Wisdom of the Crowd

e voting screenDuring the Article 50 vote, I found myself tweeting quotes from a famous speech made by Edmund Burke, who was a Whig MP and Political Philosopher in the 1700’s, on representative democracy.

In his speech to the electors of Bristol in 1774, he said that government and legislation are matters of reason and judgement and must not be decided by opinion and inclination. The quote I used to underline the point that MPs who believe Brexit is wrong should not vote to trigger Article 50 was, “Your representative owes you, not his industry only, but his judgment; and he betrays, instead of serving you, if he sacrifices it to your opinion”.

There is obvious logic to that point, but you can see why it could become a dangerous argument. It says that our elected representatives will act on our behalf except for when they think they know better.

The EU referendum result has led to many on the remain side questioning whether referendums can ever be a good thing and that complex decisions should not be put to the electorate. They argue many people do not understand or are susceptible to lies and manipulation, essentially that large groups of people make bad decisions.

That we ended up with an outcome that is obviously so very destructive, should not be used to argue that the electorate’s judgement should be valued less than their elected representatives and that the power to make big decisions should be concentrated. The problem is not democratic will, it is the way in which people are forced to express it.

* _REQUIREMENT_
Copy the Wisdom of the Crowd text word for word from "In his speech" up to and including "they know better.".

* _DATA TO EXAMINE_

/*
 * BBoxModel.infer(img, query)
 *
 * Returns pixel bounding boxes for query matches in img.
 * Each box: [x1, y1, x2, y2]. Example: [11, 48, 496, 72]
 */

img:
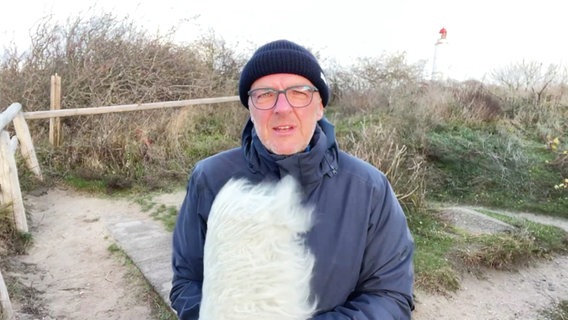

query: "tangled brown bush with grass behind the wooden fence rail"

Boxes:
[0, 14, 245, 188]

* _TASK ANSWER_
In his speech to the electors of Bristol in 1774, he said that government and legislation are matters of reason and judgement and must not be decided by opinion and inclination. The quote I used to underline the point that MPs who believe Brexit is wrong should not vote to trigger Article 50 was, “Your representative owes you, not his industry only, but his judgment; and he betrays, instead of serving you, if he sacrifices it to your opinion”.

There is obvious logic to that point, but you can see why it could become a dangerous argument. It says that our elected representatives will act on our behalf except for when they think they know better.